⟨

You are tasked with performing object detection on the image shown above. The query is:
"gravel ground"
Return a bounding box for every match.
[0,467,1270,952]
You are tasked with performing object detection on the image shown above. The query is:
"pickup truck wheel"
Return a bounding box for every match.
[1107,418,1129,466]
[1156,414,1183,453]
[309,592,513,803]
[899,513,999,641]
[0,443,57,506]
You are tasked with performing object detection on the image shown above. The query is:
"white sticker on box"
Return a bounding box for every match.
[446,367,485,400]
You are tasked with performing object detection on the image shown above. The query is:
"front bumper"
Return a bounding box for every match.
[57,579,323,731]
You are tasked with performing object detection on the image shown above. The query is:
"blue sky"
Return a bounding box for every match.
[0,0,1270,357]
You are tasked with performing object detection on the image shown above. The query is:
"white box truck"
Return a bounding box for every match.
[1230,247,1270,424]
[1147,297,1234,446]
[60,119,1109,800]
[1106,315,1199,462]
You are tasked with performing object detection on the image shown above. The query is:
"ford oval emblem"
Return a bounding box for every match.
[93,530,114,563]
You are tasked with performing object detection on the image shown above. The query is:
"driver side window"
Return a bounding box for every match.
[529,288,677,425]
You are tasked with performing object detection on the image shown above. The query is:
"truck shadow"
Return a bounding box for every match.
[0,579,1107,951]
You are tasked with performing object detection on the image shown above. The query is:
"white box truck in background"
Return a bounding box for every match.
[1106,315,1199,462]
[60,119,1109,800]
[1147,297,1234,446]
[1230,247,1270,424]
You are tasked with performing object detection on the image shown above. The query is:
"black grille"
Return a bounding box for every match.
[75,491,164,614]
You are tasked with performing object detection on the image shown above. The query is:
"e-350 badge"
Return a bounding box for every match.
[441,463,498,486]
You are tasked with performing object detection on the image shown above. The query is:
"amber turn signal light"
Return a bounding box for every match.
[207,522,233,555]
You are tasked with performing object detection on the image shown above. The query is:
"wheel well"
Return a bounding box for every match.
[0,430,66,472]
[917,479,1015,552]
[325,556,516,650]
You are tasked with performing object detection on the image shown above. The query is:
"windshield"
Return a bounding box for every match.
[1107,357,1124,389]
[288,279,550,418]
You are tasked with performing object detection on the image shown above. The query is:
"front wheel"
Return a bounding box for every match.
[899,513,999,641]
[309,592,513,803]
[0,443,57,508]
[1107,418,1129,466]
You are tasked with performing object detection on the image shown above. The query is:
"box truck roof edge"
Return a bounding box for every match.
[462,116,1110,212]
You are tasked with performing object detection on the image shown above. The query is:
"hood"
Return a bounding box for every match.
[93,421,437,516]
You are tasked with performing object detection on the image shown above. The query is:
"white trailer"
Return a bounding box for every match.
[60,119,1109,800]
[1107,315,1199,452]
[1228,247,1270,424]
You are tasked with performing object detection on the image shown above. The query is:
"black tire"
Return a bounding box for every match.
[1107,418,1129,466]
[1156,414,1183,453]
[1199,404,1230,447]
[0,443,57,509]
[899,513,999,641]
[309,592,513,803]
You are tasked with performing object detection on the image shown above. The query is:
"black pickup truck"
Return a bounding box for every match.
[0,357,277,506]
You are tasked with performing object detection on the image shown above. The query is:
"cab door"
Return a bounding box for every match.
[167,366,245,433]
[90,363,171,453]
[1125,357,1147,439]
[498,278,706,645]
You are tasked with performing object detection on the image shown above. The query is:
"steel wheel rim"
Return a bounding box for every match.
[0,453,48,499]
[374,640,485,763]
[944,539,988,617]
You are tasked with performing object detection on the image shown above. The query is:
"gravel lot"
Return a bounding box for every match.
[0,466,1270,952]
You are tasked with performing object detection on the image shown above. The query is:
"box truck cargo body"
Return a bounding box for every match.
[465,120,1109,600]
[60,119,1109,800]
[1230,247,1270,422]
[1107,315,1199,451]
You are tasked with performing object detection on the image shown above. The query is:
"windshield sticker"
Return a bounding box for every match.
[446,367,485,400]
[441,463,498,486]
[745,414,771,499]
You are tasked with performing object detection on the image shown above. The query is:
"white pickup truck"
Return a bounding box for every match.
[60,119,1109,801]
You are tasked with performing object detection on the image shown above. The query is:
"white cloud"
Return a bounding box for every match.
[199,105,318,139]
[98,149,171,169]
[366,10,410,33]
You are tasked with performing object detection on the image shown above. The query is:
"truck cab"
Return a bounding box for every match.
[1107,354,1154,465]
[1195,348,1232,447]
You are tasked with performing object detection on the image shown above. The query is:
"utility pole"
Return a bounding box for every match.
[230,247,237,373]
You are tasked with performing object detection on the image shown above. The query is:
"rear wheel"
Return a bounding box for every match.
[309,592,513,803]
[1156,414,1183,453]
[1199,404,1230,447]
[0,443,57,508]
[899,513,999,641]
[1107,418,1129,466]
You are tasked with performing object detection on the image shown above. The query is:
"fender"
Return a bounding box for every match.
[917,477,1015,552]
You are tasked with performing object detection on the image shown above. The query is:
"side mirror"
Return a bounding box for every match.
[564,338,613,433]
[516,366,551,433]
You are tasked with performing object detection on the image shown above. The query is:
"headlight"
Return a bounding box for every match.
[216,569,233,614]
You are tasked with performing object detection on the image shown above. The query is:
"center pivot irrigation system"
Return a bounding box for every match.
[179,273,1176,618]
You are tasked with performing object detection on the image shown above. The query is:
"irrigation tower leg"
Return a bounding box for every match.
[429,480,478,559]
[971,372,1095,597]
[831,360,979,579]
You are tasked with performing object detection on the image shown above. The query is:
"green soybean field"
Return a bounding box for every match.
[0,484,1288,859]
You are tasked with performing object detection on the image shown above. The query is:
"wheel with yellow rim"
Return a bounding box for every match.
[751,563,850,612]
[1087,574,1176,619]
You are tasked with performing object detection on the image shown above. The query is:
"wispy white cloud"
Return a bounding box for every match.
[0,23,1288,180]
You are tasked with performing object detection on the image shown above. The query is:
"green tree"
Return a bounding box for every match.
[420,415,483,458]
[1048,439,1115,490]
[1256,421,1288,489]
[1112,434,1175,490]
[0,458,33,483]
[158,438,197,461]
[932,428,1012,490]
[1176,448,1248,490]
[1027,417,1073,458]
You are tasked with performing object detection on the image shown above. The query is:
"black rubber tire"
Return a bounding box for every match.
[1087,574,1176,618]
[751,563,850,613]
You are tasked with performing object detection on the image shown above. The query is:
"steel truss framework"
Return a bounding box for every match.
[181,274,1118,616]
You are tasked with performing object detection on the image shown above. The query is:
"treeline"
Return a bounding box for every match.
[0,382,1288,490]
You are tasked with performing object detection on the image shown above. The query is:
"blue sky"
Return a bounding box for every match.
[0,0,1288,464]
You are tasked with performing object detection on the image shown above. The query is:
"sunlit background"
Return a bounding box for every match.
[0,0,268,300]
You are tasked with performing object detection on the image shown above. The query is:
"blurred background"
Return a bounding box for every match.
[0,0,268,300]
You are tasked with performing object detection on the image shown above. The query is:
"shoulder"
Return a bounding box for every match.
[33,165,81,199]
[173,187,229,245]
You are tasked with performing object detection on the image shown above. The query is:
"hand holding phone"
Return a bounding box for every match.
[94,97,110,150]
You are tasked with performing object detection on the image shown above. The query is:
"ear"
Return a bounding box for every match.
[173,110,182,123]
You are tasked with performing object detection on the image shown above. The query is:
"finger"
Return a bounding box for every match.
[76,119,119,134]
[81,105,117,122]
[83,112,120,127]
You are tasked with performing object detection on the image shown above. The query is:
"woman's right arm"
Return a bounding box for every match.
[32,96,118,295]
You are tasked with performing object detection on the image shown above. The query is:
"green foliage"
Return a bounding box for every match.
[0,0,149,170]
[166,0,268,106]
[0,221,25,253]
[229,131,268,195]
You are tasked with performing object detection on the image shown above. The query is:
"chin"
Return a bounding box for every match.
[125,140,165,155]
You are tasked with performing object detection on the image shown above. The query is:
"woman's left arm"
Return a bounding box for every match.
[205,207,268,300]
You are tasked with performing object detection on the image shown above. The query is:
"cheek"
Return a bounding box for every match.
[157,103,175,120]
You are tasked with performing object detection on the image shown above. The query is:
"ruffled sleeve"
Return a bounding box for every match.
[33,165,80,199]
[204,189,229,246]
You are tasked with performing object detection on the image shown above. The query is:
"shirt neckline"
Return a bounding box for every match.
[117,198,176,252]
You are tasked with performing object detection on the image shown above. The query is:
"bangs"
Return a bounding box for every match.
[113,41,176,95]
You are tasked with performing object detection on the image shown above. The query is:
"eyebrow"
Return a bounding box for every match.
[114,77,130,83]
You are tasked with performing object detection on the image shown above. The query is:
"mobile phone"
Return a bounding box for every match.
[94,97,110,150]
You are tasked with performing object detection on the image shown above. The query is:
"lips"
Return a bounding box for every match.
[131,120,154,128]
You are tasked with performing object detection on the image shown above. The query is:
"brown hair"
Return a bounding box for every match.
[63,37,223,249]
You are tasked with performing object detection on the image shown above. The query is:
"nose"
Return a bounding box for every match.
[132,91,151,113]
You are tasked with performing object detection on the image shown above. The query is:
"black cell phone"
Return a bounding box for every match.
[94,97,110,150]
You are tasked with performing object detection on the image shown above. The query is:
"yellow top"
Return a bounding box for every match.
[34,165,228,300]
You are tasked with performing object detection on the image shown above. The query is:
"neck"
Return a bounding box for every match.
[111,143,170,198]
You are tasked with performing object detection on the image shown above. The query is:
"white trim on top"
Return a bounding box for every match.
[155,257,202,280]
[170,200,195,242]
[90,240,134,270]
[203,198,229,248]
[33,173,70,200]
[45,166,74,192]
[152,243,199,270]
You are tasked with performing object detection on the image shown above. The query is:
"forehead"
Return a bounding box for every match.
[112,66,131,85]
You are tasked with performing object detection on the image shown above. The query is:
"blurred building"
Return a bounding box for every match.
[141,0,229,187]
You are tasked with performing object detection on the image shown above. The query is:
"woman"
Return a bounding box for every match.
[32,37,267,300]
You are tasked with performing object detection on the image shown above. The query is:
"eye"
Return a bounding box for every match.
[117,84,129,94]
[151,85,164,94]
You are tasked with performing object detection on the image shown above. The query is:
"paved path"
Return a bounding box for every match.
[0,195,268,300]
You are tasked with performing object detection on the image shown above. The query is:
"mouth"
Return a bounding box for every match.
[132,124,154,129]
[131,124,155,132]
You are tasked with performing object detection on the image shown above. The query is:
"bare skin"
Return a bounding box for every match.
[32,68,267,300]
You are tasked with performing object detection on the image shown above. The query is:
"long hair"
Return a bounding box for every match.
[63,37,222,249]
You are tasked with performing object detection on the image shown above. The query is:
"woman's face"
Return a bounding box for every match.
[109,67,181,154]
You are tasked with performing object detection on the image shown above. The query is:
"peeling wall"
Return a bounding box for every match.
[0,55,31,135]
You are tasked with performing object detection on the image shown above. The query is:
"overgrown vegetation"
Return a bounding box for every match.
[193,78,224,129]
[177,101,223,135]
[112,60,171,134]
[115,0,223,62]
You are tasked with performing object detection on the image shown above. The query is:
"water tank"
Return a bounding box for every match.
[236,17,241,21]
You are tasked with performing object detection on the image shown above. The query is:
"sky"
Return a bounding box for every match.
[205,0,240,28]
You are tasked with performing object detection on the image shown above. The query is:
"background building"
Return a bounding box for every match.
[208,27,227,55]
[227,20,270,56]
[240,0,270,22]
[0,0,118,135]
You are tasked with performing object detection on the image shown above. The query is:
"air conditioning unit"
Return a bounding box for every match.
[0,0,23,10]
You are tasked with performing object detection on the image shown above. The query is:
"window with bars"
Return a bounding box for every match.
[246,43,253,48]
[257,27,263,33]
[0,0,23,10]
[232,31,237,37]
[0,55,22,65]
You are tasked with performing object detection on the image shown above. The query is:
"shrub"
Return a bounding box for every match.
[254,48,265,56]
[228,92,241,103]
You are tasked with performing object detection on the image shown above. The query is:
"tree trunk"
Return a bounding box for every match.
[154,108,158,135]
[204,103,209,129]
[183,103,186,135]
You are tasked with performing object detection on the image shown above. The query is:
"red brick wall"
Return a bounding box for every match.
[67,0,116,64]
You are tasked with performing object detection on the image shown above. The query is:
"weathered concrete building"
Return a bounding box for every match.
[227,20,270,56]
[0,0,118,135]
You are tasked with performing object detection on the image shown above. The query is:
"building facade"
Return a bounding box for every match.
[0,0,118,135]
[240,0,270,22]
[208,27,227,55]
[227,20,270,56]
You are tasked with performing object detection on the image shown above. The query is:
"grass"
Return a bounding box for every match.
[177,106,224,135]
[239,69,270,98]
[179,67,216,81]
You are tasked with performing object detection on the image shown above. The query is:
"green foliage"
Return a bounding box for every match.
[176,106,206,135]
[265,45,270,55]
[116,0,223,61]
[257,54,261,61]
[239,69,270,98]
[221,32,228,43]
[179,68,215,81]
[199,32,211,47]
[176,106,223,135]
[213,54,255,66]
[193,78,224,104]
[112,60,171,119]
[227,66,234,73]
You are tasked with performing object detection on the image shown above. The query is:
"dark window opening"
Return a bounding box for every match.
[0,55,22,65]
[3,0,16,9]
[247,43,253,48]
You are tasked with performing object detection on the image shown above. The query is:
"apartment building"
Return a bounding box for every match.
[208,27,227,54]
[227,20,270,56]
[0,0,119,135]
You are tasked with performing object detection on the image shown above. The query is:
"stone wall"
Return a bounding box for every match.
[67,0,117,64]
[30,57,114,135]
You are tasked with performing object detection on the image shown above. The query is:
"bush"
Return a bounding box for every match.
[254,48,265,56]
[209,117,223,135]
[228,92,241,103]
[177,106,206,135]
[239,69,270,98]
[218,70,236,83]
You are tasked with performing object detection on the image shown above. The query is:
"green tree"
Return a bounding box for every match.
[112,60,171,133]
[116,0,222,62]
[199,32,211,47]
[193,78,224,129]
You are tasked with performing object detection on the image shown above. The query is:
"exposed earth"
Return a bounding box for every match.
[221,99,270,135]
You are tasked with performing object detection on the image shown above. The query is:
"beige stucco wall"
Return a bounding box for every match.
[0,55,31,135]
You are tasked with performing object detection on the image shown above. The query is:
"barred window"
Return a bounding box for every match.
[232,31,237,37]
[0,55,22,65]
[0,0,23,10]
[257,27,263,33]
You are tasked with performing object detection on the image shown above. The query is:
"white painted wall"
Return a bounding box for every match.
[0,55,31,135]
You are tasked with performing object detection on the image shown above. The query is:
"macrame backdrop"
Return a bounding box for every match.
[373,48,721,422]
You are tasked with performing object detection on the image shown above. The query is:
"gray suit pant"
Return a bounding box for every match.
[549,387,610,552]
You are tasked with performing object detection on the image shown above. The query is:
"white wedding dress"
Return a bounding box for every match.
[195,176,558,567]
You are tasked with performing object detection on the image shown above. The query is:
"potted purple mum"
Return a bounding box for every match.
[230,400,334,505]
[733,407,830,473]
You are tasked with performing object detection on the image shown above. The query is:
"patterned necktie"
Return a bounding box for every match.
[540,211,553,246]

⟩

Requirements → Find every line in the entries above that contains the string "woman" and copy each of those lines. Matching is case-sensitive.

Response for this exercise →
"woman's right arm"
"woman's left arm"
"woman"
"woman's face"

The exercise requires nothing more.